#### Problem statement:
Transcribe the listing exactly, leaving out every picture.

★ ★ ★ ★ ★ ★ ★

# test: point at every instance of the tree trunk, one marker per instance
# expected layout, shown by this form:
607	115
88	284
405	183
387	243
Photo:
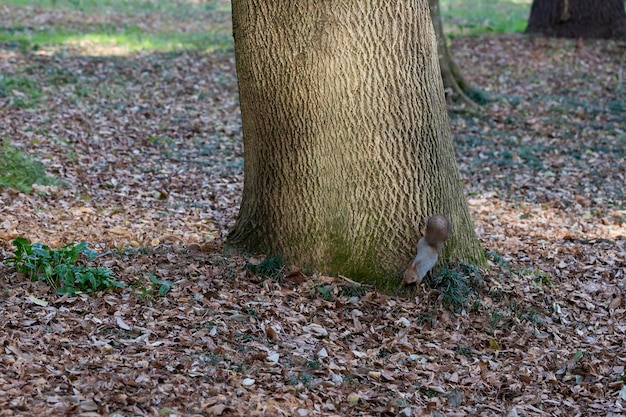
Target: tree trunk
346	135
457	88
578	18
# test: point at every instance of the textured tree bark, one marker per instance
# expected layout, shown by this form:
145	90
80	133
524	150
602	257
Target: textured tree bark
578	18
346	135
456	86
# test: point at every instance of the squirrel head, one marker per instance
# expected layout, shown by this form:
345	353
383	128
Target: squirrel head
437	230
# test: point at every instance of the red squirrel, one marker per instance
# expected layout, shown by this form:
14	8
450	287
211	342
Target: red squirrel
428	247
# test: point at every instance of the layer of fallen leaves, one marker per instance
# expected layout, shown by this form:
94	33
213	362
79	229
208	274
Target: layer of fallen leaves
150	149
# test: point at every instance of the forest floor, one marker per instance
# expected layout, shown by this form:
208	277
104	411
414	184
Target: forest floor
149	149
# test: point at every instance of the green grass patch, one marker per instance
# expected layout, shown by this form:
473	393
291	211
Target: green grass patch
176	8
19	90
105	41
19	171
207	26
475	17
66	269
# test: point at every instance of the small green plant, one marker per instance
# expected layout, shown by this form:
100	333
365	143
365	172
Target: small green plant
454	285
66	269
157	288
272	268
19	171
21	91
324	290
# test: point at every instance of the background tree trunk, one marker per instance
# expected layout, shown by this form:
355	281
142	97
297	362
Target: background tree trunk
456	86
346	135
578	18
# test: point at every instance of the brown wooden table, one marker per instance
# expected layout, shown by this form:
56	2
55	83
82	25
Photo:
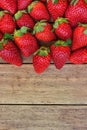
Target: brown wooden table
54	100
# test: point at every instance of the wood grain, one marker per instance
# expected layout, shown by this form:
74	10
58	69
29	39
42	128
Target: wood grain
23	86
43	118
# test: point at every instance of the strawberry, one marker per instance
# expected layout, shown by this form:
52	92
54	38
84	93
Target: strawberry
43	0
79	37
10	53
25	41
62	28
1	36
57	8
10	5
38	11
77	12
7	23
60	52
43	31
41	60
79	56
23	4
24	19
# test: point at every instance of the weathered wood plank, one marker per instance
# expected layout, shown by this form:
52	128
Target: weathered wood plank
23	85
43	118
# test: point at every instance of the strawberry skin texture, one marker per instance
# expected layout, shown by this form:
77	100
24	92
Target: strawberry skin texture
10	5
41	63
79	56
79	38
57	9
25	20
27	44
38	11
22	4
10	53
77	13
7	24
60	54
64	31
46	35
1	36
43	0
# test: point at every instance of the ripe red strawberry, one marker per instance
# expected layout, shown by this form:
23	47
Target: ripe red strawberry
10	5
24	19
23	4
60	52
57	7
43	31
77	12
79	56
41	60
43	0
38	11
7	23
62	28
25	41
79	37
10	53
1	36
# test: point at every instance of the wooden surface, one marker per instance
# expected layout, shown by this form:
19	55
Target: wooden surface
54	100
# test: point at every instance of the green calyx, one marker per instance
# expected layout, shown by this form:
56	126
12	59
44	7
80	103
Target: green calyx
63	43
21	31
59	21
19	14
39	26
43	51
74	2
30	7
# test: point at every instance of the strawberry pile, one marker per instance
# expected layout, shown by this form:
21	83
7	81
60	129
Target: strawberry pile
47	29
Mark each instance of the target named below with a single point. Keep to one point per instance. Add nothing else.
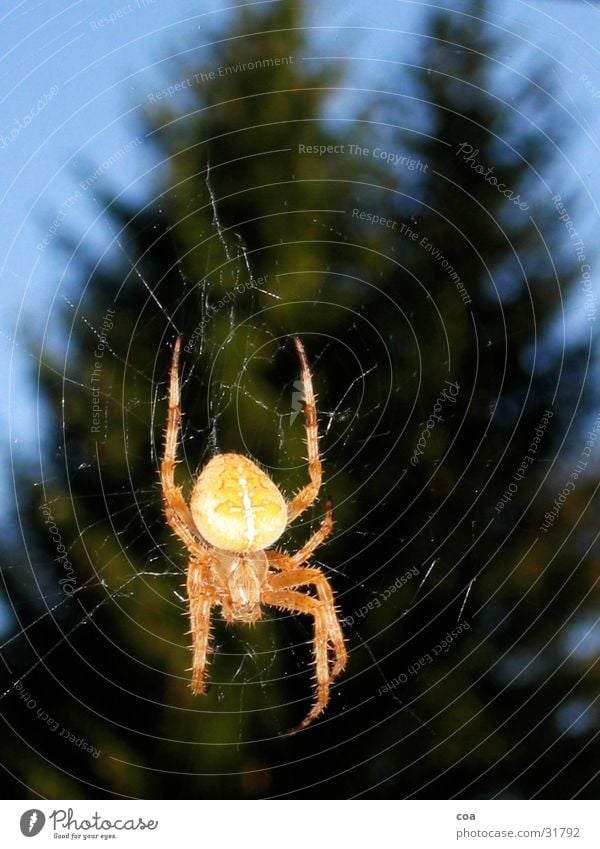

★ ★ ★ ★ ★ ★ ★

#### Your response:
# test: point at every instance of the tree trunk, one marker per instance
# expected layout, shown by this form:
607	115
88	284
405	183
387	243
Photo:
Target: tree trunk
346	135
457	88
578	18
# test: point at every instance of the textured tree bark, one marker per instance
# expected layout, shown by this form:
145	90
80	133
524	150
602	257
Target: textured tree bark
578	18
346	135
456	86
# test: point at every instance of the squirrel head, one marker per instance
# expected layout, shown by this form:
345	353
383	128
Target: squirrel head
437	230
# test: point at every instance of the red squirrel, one marker per instance
# expected layout, shown by this form:
14	8
450	287
211	342
Target: red squirrel
428	247
# test: point at every instance of the layer of fallen leaves, one marker per instance
# expected layout, shown by this form:
94	33
213	362
79	229
208	274
Target: layer of fallen leaves
150	149
# test: point at every instance of the forest floor, one marker per instance
# expected layout, shown by this form:
208	277
104	411
414	184
Target: forest floor
149	149
# test: point at every instance of the green grass patch, one marker per instance
# expected layout, shown by this form:
473	393
291	211
Target: green grass patch
176	8
19	90
105	41
19	171
207	26
475	17
66	269
# test: point at every instance of the small green plant, one marker per instance
# expected layout, shown by this form:
100	333
365	143
365	172
Target: small green plant
454	285
66	269
157	288
272	268
19	171
21	91
324	290
# test: point at every instance of the background tree trunk, one marker per instance
# expected layout, shown by this form:
355	281
142	97
297	362
Target: background tree trunk
456	86
346	135
578	18
# test: point at every instance of the brown wooden table, one marker per instance
# expected layout, shown by this form:
56	2
55	83
82	25
Photo:
Target: brown wooden table
54	100
# test: point at every instance of the wood grain, one marker per instance
# expected layout, shown by this form:
74	10
58	69
29	39
42	128
Target: wood grain
23	86
43	118
# test: point at every instance of the strawberry, one marker per instance
# expected layout, shown by this form:
52	92
54	38
84	93
Target: strawberry
43	0
79	37
10	53
25	41
62	28
1	36
57	8
10	5
38	11
77	12
7	23
60	52
43	31
41	60
79	56
23	4
24	19
# test: point at every instance of the weathered wood plank, one marker per instance
# expected layout, shown by this form:
52	128
Target: weathered wood plank
23	85
43	118
# test: point at every instance of the strawberry skin texture, one marker per instance
# expected layout, shown by this form:
77	100
24	92
Target: strawberry skin texture
10	5
41	63
79	56
79	38
57	9
25	20
27	44
38	11
22	4
10	53
77	13
7	24
60	54
64	31
46	35
1	36
43	0
# test: point at every instance of the ripe red strawberry, one marker per instance
# expected layout, shown by this form:
23	47
Target: ripe red strawberry
10	5
24	19
23	4
60	52
57	7
43	31
77	12
79	56
41	60
43	0
38	11
7	23
62	28
25	41
79	37
10	53
1	36
# test: point at every instance of the wooden surface, one marker per instance
# expected layout, shown by this form:
19	55
Target: wooden surface
54	100
# test: point at every instance of the green calyx, one marker per instance
# expected layout, shown by this form:
56	126
12	59
44	7
80	103
Target: green calyx
63	43
21	31
59	21
19	14
39	26
43	51
74	2
30	7
# test: point at every instance of the strawberry pile, one marker per instance
# expected layout, shown by this form:
21	83
7	81
60	129
Target: strawberry pile
47	29
Mark each instance of the target named below with a single point. Keep to one point per instance. Add nothing else.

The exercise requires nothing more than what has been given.